* Task objective
Will you set down the entries below word for word, starting at the line containing "of the tree" and stopping after the final line of the entries, with both of those lines included?

* Provided material
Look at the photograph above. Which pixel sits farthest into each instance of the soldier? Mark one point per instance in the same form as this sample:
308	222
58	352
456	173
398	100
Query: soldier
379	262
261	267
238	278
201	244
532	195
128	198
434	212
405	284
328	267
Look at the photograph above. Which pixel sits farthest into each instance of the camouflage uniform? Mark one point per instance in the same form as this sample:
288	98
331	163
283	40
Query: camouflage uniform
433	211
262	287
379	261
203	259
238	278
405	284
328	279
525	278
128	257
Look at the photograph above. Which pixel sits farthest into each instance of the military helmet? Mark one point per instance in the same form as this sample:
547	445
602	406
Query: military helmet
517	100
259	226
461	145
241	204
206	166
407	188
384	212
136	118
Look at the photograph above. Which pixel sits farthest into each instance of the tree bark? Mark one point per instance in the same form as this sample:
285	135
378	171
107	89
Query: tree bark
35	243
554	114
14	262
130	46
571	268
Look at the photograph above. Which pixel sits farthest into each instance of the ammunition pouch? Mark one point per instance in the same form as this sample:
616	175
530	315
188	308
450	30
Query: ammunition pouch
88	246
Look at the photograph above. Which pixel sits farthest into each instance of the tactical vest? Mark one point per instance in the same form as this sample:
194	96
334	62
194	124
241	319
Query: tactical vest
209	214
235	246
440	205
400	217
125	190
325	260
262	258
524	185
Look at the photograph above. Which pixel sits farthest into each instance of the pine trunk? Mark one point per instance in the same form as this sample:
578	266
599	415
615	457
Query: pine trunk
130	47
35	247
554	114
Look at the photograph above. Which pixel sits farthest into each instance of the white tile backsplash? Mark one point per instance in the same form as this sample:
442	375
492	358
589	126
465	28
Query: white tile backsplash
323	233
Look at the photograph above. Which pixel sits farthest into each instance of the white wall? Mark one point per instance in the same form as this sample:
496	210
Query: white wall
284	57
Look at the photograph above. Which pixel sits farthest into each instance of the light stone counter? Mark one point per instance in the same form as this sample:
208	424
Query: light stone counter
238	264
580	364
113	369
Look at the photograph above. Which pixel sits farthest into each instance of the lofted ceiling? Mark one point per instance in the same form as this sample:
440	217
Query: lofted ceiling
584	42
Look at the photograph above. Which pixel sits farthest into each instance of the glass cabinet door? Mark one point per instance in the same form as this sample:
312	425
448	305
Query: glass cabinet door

* Correct result
Look at the photograph above. Which pixel sits farthest into each instance of the tree bark? Mark one point per instance in the same form as this sample:
285	135
378	171
107	89
Query: tree bark
35	243
554	114
14	262
130	46
571	268
Look at the photograph above. Which pixel sits farthest into each instance of the ammunition pouch? Mark one point per instance in the same form as this sample:
616	175
530	315
188	308
450	30
Query: ammunition pouch
88	246
Look at the photograph above. Which pixel sits farthest into each instance of the tactical vest? Mark one point per instance in the same form as this sample:
194	96
334	62
194	124
241	319
Query: tactical vest
209	214
235	246
440	205
400	217
125	190
325	260
262	258
524	185
Look at the photograph above. Which pixel sits farthest into each instance of the pine trunk? Mark one point per instance in the same form as this sample:
578	266
599	415
615	457
Query: pine trunk
130	47
35	247
554	114
Look at the photograph above. Which pixel sits farthest into each instance of the white tile backsplash? Mark one point per instance in the same form as this sample:
442	375
492	358
589	126
465	28
Query: white tile backsplash
323	233
Look at the photograph above. Which pixel sits farthest into each instance of the white wall? Mark one point per instance in the same form as this sample:
496	210
Query: white wall
284	57
Look at the photograph above. Which pixel sits farthest into each instance of the light stone counter? Mark one point per instance in the same form as this sample:
208	424
Query: light stone counter
238	264
580	364
113	369
Look at the photograph above. Which pixel sits farthest into each instance of the lofted ceiling? Mark one point per instance in the same form as this sample:
440	217
Query: lofted ceiling
584	42
Look at the photograph above. Which pixel sits farthest into each instance of the glass cabinet door? Mark one point per instance in the same form as this sample:
312	425
448	305
Query: glass cabinet door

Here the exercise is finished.